● **Records**:
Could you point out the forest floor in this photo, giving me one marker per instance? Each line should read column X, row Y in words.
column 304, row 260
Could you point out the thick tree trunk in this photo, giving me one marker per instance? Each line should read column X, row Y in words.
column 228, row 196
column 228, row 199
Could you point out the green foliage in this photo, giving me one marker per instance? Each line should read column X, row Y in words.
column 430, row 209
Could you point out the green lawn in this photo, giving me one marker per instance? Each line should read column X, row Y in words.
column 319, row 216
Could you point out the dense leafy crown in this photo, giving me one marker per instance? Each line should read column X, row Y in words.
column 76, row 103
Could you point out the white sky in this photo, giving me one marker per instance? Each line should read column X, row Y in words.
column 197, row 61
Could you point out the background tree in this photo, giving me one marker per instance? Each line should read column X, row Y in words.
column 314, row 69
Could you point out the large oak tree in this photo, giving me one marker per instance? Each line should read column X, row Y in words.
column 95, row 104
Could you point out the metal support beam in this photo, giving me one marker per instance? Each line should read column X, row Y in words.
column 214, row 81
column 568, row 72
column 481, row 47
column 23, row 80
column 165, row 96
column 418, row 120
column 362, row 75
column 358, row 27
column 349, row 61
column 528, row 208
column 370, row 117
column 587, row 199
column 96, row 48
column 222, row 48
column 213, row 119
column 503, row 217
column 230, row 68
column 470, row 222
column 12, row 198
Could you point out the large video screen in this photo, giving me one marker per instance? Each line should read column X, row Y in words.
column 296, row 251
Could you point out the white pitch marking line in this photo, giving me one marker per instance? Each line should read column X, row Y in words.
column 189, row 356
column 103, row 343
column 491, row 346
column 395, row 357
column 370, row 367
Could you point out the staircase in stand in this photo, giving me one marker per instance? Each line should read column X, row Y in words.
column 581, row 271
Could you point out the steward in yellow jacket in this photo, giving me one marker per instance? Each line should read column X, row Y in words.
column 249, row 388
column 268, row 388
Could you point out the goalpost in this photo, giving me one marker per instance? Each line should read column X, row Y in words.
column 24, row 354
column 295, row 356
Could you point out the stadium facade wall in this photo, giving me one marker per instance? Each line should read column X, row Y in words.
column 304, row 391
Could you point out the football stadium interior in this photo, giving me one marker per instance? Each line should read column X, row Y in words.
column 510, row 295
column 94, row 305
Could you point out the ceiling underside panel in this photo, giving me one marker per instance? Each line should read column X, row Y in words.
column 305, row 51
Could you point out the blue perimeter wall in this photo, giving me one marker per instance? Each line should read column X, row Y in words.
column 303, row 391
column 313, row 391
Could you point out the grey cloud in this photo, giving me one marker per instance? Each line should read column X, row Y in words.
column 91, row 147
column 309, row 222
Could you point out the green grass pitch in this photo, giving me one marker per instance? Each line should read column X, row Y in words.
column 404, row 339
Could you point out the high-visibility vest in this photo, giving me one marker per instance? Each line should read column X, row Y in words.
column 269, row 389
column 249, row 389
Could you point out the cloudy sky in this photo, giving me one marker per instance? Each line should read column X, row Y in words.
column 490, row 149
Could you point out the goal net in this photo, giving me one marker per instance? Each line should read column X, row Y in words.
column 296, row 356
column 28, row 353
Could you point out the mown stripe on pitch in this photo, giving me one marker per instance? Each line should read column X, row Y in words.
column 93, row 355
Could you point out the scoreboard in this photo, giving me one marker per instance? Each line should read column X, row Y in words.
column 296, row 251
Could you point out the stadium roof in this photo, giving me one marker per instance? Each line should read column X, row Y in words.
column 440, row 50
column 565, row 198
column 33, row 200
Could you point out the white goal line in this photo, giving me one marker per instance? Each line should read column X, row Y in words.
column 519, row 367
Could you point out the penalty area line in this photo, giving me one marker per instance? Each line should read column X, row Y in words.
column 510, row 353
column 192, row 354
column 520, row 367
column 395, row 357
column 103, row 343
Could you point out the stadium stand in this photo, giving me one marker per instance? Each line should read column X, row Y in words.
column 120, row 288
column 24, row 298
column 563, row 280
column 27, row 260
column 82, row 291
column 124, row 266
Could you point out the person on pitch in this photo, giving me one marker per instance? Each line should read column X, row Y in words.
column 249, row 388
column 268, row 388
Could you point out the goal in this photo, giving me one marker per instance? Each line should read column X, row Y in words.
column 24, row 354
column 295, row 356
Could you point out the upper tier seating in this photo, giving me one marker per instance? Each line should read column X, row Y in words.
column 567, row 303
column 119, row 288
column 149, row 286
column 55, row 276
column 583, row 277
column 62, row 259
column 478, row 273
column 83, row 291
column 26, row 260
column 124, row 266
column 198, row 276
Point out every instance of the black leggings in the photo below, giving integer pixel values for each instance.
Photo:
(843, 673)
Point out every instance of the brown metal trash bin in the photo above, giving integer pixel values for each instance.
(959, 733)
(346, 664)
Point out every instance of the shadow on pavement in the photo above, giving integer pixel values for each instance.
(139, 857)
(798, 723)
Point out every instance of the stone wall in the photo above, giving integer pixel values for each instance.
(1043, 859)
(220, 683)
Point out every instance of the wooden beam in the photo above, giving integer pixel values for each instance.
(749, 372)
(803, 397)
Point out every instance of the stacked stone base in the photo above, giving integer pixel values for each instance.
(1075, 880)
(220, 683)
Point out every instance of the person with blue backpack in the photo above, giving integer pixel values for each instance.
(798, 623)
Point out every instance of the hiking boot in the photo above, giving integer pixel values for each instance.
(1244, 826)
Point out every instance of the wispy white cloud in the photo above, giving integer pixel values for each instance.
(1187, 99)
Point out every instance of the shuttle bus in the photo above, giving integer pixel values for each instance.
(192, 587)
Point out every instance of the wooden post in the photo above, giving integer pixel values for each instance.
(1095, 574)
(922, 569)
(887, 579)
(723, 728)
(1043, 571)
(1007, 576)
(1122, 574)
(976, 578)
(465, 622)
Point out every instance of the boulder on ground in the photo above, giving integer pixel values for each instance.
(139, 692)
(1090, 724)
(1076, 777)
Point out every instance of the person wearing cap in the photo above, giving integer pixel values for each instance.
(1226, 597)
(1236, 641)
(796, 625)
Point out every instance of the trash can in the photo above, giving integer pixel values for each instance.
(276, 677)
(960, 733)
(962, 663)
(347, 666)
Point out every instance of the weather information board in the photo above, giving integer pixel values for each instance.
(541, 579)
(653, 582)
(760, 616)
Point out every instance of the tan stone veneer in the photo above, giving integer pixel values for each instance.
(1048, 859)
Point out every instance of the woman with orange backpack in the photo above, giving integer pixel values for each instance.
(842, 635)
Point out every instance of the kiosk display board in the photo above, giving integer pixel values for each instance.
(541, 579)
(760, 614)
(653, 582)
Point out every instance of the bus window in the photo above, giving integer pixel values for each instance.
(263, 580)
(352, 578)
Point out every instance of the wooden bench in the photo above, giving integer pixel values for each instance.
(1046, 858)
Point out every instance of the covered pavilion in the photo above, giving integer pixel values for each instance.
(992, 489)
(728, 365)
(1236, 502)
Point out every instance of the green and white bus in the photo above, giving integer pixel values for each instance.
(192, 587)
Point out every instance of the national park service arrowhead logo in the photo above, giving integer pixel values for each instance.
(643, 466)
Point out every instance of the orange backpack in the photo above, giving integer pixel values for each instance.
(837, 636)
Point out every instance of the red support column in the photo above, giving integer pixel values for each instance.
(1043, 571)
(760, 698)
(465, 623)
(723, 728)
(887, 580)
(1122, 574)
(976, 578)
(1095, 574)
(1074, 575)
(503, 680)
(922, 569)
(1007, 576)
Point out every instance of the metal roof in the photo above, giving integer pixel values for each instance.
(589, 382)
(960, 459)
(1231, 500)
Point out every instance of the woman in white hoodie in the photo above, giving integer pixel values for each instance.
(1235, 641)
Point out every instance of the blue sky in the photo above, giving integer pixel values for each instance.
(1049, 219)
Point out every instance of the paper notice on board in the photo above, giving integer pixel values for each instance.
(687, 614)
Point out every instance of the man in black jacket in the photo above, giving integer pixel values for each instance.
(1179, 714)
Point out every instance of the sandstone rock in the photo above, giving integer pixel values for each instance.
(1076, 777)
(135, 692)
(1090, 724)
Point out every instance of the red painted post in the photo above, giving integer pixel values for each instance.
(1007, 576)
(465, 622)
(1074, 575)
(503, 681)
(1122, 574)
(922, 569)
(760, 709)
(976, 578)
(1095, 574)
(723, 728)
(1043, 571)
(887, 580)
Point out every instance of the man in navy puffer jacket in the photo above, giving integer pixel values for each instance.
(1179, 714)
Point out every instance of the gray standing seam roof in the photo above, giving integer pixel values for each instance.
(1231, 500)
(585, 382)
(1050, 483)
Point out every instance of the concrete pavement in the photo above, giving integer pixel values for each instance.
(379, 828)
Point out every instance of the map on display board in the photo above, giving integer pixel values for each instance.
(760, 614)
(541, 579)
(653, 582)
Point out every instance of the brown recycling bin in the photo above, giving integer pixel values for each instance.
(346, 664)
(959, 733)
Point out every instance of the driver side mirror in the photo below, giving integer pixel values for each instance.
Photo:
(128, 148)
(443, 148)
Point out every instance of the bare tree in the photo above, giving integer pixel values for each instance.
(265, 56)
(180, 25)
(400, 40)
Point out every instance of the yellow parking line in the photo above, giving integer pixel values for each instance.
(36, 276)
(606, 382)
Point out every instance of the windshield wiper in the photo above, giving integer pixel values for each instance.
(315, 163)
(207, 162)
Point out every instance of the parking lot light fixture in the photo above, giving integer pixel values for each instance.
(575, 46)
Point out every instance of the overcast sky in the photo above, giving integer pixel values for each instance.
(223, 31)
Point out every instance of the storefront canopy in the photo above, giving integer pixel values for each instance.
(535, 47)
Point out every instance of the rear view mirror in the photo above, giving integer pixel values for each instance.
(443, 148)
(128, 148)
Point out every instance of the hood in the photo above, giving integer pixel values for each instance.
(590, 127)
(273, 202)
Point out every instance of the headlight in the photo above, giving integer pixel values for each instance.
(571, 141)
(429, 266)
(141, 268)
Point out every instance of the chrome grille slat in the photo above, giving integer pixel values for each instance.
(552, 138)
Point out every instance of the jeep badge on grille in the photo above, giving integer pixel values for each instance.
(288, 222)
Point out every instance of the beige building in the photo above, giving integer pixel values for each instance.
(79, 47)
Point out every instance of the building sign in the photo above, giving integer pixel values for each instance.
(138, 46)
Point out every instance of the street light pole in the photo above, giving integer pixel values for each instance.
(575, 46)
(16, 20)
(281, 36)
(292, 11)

● **Required action**:
Beginning at the line with "Point out every instance of the building", write out each line exactly as it stands until the listing ends, and add nothing.

● **Solution to the problem**:
Point out every instance of the building sign in the photo above, giving integer pixel values for each instance.
(138, 46)
Point out every instance of the street light pole in the photo above, giving integer pixel values for each instance.
(575, 46)
(16, 20)
(281, 36)
(292, 11)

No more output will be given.